Exercise description: Beginning with the line that contains "of the curled", transcribe every line down to the end of the entries, exactly, and no other lines.

Records supplied:
═══

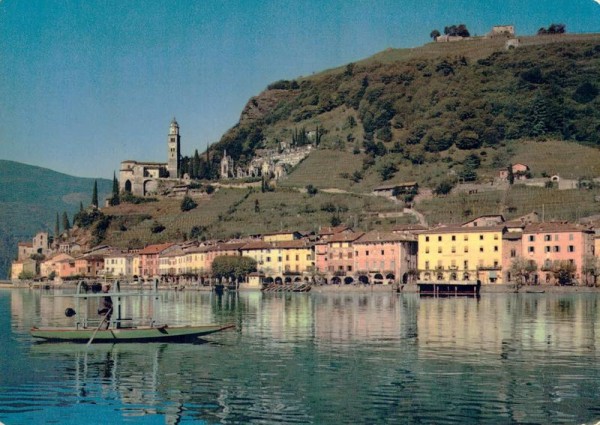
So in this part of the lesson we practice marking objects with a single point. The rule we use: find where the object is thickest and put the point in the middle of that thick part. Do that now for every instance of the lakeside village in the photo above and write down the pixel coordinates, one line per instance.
(487, 250)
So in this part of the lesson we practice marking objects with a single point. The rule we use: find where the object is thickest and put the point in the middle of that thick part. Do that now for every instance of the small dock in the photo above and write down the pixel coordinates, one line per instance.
(449, 289)
(288, 287)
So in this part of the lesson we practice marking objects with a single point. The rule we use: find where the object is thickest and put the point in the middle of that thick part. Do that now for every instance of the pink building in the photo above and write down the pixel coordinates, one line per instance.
(335, 256)
(89, 265)
(149, 259)
(221, 249)
(384, 256)
(547, 243)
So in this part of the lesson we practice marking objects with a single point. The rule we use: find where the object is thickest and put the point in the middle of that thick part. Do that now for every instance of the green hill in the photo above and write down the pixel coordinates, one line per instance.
(451, 113)
(30, 197)
(430, 108)
(444, 112)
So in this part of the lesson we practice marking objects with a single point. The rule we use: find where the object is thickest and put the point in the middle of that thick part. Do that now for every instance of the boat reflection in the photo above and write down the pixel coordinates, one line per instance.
(144, 378)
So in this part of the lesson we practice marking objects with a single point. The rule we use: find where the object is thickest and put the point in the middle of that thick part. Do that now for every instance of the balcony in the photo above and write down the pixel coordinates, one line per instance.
(489, 267)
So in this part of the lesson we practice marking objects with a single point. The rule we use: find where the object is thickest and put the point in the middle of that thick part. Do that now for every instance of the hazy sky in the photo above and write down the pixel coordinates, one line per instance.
(87, 84)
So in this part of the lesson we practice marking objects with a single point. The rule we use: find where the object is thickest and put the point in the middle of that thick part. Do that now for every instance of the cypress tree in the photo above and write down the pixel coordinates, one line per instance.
(95, 194)
(195, 171)
(66, 224)
(56, 228)
(115, 198)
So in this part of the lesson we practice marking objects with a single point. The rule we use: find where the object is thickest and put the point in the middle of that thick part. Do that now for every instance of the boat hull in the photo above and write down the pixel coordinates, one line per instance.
(138, 334)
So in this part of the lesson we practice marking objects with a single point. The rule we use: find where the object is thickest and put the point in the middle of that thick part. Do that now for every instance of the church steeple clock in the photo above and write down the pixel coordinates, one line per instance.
(174, 150)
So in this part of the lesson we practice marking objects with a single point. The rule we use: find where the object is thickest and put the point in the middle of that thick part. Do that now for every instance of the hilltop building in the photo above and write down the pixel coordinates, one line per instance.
(271, 163)
(502, 31)
(143, 178)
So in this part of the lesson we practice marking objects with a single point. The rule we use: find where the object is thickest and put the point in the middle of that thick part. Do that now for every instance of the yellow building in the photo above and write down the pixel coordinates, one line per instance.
(461, 254)
(119, 264)
(196, 260)
(281, 236)
(297, 256)
(259, 251)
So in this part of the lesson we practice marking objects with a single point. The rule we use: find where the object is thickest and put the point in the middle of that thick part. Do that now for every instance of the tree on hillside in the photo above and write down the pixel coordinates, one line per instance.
(553, 29)
(457, 30)
(114, 200)
(387, 171)
(197, 231)
(157, 227)
(511, 175)
(311, 190)
(187, 204)
(443, 188)
(95, 194)
(66, 224)
(56, 229)
(591, 268)
(585, 93)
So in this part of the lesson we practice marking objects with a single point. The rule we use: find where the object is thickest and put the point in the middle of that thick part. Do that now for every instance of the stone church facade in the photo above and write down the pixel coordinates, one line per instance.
(143, 178)
(270, 163)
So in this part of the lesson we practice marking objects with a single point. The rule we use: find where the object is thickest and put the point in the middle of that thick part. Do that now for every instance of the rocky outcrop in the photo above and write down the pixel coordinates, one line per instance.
(259, 106)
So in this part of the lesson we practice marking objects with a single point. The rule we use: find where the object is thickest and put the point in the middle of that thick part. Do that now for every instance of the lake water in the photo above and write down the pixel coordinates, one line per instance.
(326, 358)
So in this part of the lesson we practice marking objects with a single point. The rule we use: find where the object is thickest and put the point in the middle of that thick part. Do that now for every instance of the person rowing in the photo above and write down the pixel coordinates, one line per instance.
(105, 307)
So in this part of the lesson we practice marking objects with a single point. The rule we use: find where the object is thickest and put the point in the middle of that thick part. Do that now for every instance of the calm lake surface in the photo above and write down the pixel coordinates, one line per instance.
(314, 358)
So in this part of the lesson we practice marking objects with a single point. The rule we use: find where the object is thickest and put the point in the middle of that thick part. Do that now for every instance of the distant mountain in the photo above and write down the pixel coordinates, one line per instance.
(31, 196)
(441, 101)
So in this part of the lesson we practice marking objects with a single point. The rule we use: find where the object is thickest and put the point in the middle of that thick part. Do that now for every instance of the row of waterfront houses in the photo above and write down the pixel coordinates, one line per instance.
(484, 249)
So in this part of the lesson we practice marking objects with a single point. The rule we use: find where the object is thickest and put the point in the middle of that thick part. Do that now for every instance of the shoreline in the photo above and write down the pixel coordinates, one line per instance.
(408, 289)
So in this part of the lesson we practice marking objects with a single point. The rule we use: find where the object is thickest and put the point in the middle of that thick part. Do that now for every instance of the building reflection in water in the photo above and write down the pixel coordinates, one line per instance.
(286, 345)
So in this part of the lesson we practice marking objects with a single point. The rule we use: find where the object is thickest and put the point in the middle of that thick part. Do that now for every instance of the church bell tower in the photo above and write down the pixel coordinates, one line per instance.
(174, 150)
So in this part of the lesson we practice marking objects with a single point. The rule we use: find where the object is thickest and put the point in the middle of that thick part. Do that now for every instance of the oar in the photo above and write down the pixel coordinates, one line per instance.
(99, 326)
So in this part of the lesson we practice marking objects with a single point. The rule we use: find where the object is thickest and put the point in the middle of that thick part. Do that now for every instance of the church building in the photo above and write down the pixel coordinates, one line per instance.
(143, 178)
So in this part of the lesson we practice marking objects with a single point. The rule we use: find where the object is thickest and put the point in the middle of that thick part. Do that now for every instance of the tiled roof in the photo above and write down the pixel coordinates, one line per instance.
(378, 237)
(298, 243)
(155, 249)
(460, 229)
(333, 230)
(555, 227)
(408, 228)
(344, 237)
(254, 245)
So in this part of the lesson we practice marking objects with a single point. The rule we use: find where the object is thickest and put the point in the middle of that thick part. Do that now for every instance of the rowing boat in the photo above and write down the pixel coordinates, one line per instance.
(120, 328)
(134, 334)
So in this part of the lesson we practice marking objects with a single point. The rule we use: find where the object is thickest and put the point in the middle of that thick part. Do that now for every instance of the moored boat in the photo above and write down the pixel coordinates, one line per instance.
(133, 334)
(117, 328)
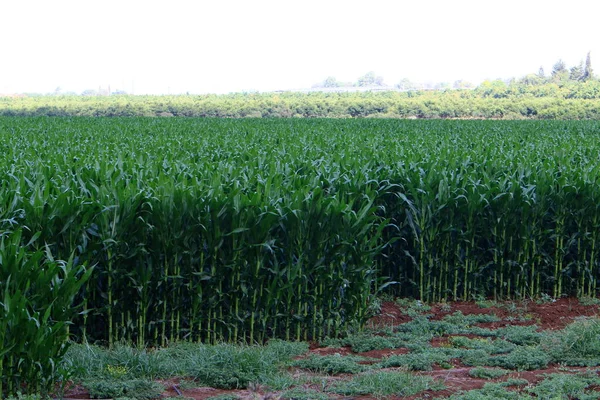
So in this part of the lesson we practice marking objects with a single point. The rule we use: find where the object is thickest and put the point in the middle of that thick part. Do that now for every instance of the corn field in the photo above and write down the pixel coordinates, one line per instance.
(242, 230)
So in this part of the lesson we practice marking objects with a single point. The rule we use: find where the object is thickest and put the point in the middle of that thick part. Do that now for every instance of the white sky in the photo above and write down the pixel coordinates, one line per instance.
(220, 46)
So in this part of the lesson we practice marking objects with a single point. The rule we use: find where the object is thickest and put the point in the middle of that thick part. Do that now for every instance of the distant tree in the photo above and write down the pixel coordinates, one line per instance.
(588, 73)
(541, 73)
(560, 72)
(370, 79)
(330, 81)
(559, 67)
(531, 79)
(406, 84)
(576, 72)
(462, 84)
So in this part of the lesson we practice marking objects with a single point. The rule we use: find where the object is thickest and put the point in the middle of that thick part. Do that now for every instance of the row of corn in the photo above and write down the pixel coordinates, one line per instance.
(229, 230)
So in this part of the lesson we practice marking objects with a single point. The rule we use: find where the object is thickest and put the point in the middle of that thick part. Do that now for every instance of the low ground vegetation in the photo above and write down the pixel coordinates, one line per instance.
(509, 363)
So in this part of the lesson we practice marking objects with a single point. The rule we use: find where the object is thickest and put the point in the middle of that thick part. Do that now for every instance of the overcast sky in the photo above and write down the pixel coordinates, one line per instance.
(222, 46)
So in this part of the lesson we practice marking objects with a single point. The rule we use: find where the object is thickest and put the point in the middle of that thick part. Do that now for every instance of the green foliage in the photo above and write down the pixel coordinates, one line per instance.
(522, 358)
(366, 342)
(520, 335)
(303, 394)
(497, 346)
(562, 96)
(36, 307)
(422, 361)
(487, 373)
(567, 386)
(133, 389)
(490, 391)
(577, 344)
(244, 230)
(333, 364)
(380, 384)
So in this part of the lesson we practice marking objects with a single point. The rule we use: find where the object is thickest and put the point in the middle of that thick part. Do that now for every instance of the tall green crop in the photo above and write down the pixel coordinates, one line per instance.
(242, 230)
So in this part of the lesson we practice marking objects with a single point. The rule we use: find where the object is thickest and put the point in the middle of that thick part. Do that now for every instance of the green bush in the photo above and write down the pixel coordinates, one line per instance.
(487, 373)
(577, 343)
(134, 389)
(522, 358)
(333, 364)
(36, 308)
(385, 384)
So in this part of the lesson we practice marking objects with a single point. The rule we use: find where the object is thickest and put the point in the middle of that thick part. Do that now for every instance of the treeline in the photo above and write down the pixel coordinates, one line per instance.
(526, 98)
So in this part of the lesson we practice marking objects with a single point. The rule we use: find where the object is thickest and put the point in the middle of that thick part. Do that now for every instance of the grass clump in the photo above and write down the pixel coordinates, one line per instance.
(577, 344)
(562, 386)
(366, 342)
(384, 383)
(458, 318)
(332, 365)
(499, 346)
(416, 361)
(490, 391)
(303, 394)
(133, 389)
(520, 335)
(523, 358)
(487, 373)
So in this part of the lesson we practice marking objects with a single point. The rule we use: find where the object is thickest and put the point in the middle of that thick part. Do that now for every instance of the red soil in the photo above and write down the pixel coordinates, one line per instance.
(550, 315)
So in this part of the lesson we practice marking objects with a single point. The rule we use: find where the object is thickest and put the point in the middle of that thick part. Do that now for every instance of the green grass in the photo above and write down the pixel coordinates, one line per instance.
(381, 384)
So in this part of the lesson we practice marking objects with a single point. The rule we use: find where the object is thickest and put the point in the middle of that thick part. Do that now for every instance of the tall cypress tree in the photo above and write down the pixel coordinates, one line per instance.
(588, 73)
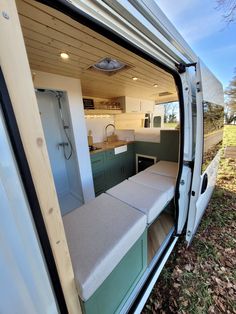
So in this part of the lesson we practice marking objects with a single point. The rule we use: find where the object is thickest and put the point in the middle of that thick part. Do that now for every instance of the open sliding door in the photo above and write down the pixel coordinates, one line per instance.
(209, 134)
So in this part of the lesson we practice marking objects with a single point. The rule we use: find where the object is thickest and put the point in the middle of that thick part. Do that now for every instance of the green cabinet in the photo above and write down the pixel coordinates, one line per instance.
(110, 169)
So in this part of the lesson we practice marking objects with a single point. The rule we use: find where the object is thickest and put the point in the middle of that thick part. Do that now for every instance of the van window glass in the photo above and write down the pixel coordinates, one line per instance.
(171, 115)
(213, 123)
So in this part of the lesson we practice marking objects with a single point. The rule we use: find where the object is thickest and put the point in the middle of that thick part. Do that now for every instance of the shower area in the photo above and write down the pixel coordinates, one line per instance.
(55, 117)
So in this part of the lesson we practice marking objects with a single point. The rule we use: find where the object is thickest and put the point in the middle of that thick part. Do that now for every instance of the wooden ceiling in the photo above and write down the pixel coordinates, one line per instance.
(48, 32)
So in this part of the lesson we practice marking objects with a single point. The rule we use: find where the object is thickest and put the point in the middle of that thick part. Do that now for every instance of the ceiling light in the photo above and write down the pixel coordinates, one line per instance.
(64, 55)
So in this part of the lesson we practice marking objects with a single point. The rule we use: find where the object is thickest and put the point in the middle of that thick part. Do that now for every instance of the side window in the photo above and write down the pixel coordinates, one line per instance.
(213, 123)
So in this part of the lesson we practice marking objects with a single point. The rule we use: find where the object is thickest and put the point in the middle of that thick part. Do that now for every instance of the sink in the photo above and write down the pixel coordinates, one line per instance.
(120, 149)
(93, 148)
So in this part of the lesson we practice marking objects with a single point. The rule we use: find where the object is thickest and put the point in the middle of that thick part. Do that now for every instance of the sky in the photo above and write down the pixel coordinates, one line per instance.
(203, 27)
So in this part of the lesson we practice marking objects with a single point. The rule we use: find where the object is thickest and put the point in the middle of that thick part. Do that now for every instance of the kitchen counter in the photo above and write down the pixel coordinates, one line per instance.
(108, 145)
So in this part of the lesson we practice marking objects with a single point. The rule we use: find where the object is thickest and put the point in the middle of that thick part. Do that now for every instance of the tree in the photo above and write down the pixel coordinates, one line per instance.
(230, 109)
(229, 9)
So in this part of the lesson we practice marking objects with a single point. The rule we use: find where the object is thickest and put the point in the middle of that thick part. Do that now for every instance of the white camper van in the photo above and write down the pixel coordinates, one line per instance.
(93, 197)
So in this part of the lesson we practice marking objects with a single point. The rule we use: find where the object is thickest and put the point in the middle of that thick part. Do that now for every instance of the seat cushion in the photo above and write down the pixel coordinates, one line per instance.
(164, 168)
(148, 200)
(99, 234)
(156, 181)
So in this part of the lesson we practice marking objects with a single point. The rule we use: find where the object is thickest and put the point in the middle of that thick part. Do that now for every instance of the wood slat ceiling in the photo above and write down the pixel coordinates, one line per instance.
(48, 32)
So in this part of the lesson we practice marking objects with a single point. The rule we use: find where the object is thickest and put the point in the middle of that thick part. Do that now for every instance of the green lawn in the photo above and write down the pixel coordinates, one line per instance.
(202, 278)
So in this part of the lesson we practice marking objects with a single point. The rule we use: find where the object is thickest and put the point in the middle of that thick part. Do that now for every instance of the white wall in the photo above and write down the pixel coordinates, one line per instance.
(73, 89)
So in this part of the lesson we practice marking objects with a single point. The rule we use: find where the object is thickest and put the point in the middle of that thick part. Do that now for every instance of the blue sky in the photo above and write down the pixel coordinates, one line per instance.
(203, 27)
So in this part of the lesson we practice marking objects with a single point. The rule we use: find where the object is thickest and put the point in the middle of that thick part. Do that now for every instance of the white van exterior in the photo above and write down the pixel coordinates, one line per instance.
(34, 236)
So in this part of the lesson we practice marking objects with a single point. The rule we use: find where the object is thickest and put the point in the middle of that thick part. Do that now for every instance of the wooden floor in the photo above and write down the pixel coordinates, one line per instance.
(157, 233)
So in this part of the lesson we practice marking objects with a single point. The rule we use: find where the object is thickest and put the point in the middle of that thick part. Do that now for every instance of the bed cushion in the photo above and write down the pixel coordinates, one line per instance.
(156, 181)
(99, 234)
(164, 168)
(148, 200)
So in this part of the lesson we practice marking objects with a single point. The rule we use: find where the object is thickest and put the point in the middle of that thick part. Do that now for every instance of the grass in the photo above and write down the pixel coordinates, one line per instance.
(202, 278)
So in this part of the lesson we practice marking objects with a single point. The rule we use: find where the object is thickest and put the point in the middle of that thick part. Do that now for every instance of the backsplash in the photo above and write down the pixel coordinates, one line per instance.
(97, 126)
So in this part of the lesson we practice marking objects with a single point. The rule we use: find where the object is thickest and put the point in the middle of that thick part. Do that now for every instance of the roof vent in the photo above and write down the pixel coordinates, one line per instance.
(109, 66)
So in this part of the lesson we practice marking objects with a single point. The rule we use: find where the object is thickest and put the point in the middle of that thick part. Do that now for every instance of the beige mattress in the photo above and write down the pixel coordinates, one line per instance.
(96, 247)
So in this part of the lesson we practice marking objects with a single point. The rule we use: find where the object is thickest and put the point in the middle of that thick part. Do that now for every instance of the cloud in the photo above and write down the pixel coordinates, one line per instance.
(193, 19)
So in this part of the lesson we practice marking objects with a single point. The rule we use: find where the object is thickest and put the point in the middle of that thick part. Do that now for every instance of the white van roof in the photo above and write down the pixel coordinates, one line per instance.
(148, 27)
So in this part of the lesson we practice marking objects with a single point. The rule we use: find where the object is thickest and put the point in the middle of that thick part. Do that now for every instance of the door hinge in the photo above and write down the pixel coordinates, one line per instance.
(181, 67)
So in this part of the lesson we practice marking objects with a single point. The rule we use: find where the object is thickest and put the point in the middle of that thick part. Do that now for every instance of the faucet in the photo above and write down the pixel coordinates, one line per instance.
(110, 124)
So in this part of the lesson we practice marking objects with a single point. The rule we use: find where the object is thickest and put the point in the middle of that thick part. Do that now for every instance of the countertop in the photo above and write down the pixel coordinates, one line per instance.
(108, 145)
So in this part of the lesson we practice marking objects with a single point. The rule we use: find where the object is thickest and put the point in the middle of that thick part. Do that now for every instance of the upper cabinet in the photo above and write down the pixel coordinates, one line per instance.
(135, 105)
(146, 106)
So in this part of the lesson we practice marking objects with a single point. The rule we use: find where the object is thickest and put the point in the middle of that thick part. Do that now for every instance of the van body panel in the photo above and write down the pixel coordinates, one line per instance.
(146, 31)
(22, 288)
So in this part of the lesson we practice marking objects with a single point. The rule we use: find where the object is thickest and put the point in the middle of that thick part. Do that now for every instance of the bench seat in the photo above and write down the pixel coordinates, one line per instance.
(148, 200)
(99, 234)
(164, 168)
(156, 181)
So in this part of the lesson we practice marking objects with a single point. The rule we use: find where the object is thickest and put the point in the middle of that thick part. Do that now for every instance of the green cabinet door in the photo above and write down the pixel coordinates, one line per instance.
(99, 174)
(110, 169)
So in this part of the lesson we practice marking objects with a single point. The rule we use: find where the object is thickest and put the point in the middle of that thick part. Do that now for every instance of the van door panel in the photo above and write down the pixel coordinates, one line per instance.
(209, 131)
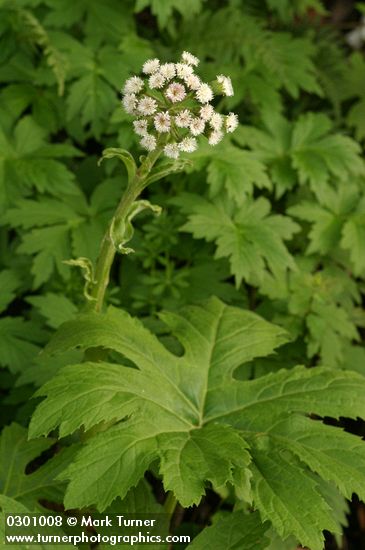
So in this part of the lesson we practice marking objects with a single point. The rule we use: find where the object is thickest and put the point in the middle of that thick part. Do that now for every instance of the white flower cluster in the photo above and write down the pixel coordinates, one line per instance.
(173, 106)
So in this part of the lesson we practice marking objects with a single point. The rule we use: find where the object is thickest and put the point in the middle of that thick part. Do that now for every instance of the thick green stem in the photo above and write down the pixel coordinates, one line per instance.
(107, 249)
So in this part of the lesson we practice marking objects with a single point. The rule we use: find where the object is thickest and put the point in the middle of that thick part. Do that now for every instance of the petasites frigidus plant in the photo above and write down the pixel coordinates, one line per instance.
(136, 403)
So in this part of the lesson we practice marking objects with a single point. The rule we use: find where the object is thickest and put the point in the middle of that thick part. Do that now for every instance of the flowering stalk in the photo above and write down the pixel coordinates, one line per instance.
(108, 247)
(172, 107)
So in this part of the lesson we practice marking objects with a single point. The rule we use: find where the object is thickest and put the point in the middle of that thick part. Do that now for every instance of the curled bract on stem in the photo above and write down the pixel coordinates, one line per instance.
(173, 106)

═══

Your response:
So in this part of the lesson we practice marking objects with a single point. The rule we use: find where the object is thickest and put the point in the middle of that thick part. Do that now for every instance of the curled bract on stem in the photo above and write down the pixel coordinates, one line per instance.
(173, 106)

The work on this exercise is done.